What you need to do
Lay out every line of the material as a Markdown table with the columns "No." and "Text", numbering the rows and skipping blank lines.

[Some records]
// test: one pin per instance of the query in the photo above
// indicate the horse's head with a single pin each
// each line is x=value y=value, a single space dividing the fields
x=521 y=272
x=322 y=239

The output
| No. | Text |
|---|---|
| 1 | // test: one pin per instance of the query in the photo above |
| 2 | // indicate the horse's head with a single pin each |
| 3 | // each line is x=value y=value, a single space dividing the fields |
| 4 | x=521 y=272 |
| 5 | x=322 y=239 |